[Labeled object pointing entries]
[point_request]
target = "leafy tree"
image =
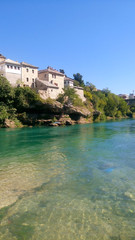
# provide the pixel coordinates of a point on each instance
(78, 77)
(3, 114)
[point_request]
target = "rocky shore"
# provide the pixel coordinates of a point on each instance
(54, 114)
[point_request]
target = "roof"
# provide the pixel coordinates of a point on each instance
(1, 56)
(51, 70)
(68, 79)
(77, 87)
(11, 61)
(27, 65)
(48, 84)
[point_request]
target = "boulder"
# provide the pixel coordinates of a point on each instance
(80, 111)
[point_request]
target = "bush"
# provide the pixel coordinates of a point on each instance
(3, 114)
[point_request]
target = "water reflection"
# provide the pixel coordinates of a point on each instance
(68, 183)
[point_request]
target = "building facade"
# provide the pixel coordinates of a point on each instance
(22, 74)
(52, 83)
(29, 74)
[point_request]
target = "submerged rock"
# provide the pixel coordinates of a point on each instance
(9, 123)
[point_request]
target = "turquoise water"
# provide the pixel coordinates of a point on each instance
(68, 183)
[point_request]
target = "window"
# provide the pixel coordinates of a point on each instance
(53, 75)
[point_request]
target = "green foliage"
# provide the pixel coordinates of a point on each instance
(3, 114)
(6, 92)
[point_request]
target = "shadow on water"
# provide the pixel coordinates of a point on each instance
(68, 183)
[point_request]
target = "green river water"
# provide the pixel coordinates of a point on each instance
(68, 183)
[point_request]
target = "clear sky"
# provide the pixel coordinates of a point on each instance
(93, 37)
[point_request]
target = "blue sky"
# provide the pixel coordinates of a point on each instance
(93, 37)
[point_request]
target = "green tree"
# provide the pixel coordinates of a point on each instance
(6, 92)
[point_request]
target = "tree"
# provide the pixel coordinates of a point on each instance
(6, 92)
(78, 77)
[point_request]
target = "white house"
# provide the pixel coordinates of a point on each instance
(50, 83)
(23, 74)
(11, 70)
(68, 82)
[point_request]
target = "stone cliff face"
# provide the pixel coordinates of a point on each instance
(54, 114)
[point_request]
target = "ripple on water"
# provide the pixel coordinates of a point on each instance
(62, 191)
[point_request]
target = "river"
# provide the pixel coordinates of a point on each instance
(68, 183)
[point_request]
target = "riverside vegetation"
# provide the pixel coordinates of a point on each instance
(22, 106)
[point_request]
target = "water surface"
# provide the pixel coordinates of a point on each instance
(68, 183)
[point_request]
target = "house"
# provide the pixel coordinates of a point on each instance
(68, 82)
(50, 83)
(10, 69)
(23, 74)
(29, 74)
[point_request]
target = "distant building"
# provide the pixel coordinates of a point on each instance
(131, 96)
(50, 83)
(23, 74)
(10, 70)
(29, 74)
(124, 96)
(68, 82)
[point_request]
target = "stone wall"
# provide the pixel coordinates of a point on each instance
(80, 92)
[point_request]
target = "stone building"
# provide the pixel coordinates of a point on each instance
(29, 74)
(22, 74)
(50, 83)
(10, 70)
(68, 82)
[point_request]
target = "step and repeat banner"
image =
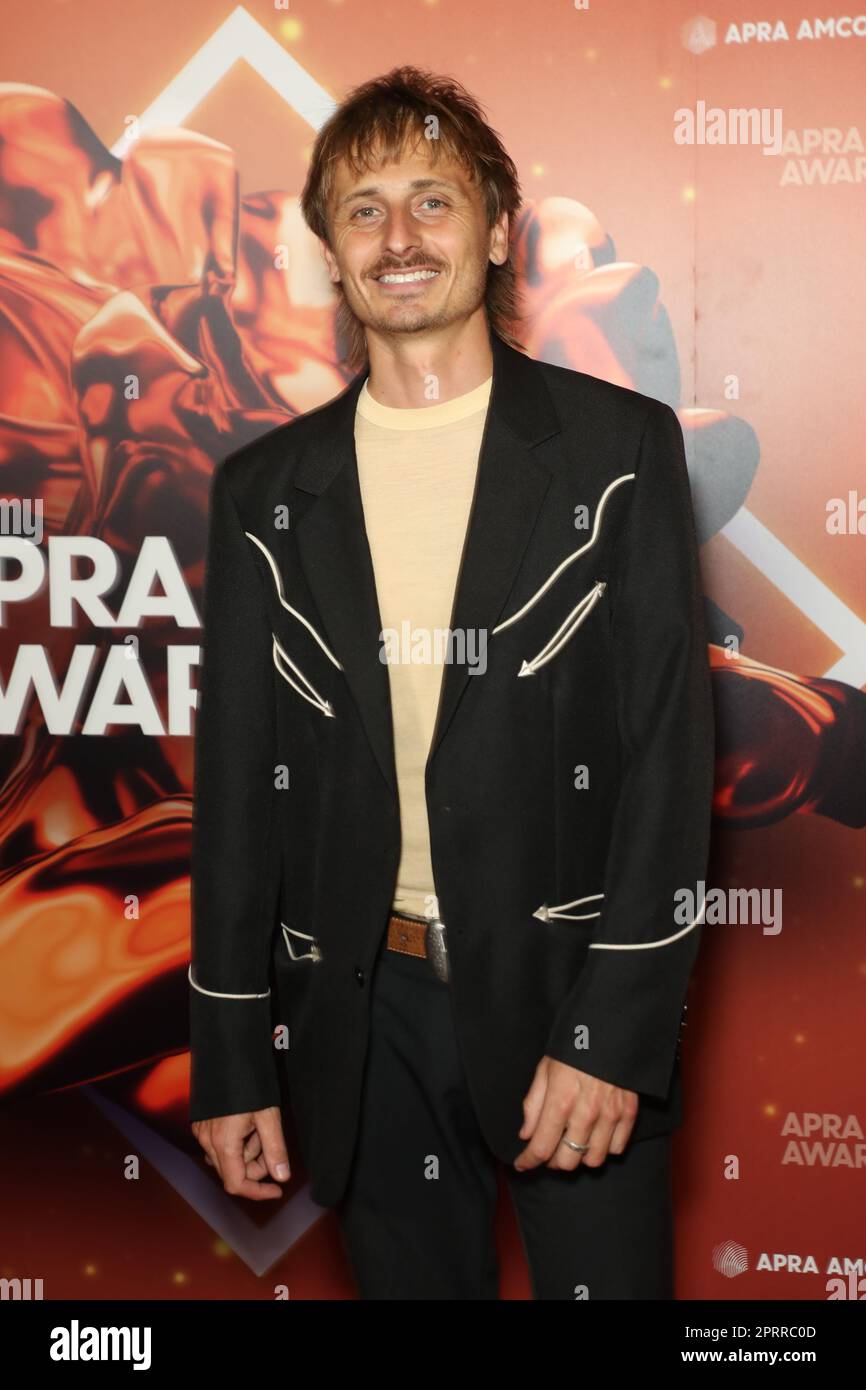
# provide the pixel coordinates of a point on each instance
(694, 184)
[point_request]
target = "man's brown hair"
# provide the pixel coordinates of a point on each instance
(376, 121)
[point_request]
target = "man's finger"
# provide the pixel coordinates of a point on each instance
(273, 1144)
(533, 1101)
(548, 1130)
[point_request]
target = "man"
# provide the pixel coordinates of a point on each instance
(474, 863)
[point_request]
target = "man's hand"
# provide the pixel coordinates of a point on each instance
(245, 1148)
(590, 1111)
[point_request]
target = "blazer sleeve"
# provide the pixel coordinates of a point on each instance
(630, 991)
(235, 859)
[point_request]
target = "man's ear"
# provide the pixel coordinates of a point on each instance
(499, 241)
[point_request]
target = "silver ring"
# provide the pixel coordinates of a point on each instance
(578, 1148)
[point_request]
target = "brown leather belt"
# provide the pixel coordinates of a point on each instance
(406, 934)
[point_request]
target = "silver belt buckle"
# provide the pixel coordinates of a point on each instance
(435, 944)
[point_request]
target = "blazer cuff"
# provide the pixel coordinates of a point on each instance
(232, 1062)
(626, 1015)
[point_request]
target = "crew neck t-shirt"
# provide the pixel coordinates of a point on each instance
(417, 473)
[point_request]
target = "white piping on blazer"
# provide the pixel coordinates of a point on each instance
(567, 630)
(648, 945)
(544, 913)
(306, 955)
(314, 698)
(287, 605)
(569, 559)
(216, 994)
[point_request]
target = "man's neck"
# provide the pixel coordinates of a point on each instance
(410, 373)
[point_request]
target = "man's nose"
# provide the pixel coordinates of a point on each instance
(401, 231)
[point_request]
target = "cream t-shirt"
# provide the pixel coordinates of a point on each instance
(417, 474)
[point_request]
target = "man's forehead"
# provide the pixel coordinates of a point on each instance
(401, 174)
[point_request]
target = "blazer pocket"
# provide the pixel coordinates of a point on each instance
(565, 631)
(562, 909)
(300, 945)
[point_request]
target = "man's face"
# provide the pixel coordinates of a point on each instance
(412, 216)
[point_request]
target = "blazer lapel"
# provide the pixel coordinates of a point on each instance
(335, 553)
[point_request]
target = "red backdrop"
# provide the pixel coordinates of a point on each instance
(163, 302)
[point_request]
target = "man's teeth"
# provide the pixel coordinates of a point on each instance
(410, 275)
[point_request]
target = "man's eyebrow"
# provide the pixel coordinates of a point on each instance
(374, 189)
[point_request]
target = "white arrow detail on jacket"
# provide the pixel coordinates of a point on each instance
(578, 615)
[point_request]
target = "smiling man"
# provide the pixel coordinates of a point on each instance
(466, 888)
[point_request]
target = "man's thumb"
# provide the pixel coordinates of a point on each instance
(273, 1143)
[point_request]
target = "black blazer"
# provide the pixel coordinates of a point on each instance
(569, 783)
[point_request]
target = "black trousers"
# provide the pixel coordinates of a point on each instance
(417, 1215)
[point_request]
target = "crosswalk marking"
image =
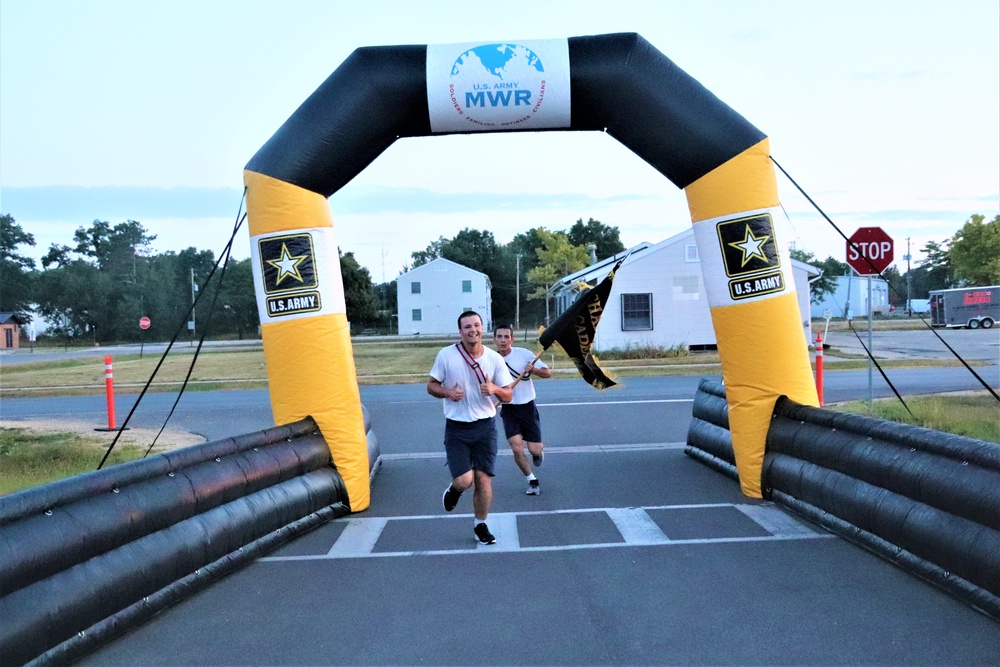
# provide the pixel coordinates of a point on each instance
(637, 528)
(582, 449)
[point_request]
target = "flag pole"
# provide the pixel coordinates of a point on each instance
(537, 357)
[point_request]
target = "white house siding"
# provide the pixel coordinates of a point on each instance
(671, 274)
(679, 307)
(441, 299)
(857, 286)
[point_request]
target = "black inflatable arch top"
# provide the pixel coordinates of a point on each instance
(619, 83)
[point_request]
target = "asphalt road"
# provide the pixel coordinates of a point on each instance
(633, 554)
(641, 410)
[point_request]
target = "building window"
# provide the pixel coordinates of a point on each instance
(637, 312)
(686, 284)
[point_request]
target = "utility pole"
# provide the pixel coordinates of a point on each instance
(517, 291)
(909, 279)
(194, 293)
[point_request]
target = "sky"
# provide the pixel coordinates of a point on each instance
(887, 113)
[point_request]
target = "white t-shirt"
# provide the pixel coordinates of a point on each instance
(517, 359)
(450, 367)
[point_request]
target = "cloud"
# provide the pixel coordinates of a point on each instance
(84, 204)
(114, 203)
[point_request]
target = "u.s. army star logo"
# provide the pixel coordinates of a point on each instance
(748, 245)
(287, 263)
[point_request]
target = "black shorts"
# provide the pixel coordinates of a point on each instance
(470, 446)
(521, 420)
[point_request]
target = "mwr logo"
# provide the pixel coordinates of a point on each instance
(287, 263)
(748, 245)
(497, 85)
(305, 302)
(765, 284)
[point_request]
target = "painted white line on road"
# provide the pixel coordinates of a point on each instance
(637, 529)
(358, 538)
(636, 526)
(583, 449)
(775, 521)
(503, 525)
(656, 400)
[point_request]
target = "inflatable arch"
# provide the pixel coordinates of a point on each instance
(619, 84)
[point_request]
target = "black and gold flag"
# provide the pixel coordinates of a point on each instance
(574, 330)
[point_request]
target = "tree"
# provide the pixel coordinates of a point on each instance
(974, 254)
(557, 257)
(479, 251)
(897, 286)
(935, 265)
(431, 252)
(99, 288)
(362, 302)
(606, 238)
(827, 282)
(238, 299)
(16, 270)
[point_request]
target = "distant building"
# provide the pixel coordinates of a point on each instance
(658, 297)
(10, 330)
(432, 296)
(851, 295)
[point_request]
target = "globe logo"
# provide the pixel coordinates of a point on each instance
(497, 86)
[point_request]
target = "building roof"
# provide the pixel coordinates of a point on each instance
(598, 270)
(16, 318)
(437, 260)
(644, 249)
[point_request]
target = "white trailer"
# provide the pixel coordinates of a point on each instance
(971, 307)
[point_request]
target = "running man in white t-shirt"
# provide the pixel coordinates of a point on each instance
(468, 376)
(521, 423)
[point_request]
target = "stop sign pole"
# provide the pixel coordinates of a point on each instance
(869, 252)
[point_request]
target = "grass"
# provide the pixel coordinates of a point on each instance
(975, 415)
(28, 459)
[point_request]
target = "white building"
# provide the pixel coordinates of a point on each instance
(852, 294)
(430, 298)
(658, 296)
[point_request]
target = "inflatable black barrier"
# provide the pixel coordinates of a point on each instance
(926, 501)
(86, 558)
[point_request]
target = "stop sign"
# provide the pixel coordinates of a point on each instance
(869, 251)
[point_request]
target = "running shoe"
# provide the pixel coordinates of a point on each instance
(484, 535)
(450, 498)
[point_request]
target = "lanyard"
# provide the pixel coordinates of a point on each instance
(515, 374)
(471, 363)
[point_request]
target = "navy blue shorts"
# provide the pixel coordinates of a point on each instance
(521, 420)
(471, 446)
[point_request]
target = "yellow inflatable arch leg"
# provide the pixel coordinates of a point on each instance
(307, 339)
(751, 293)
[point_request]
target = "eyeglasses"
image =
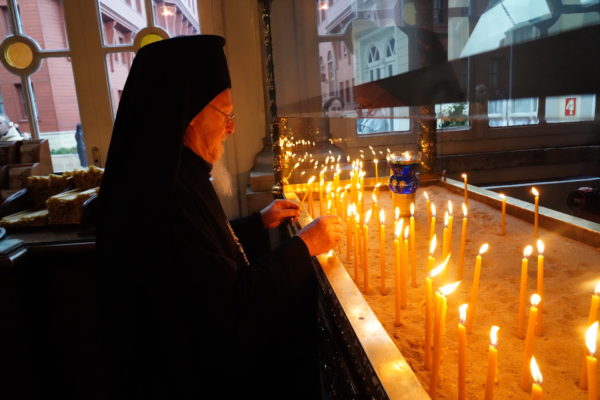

### Goal
Copy out each line of the material above that contains the string "flag".

### Expected answer
target = "flag pole"
target = "black and gold flag"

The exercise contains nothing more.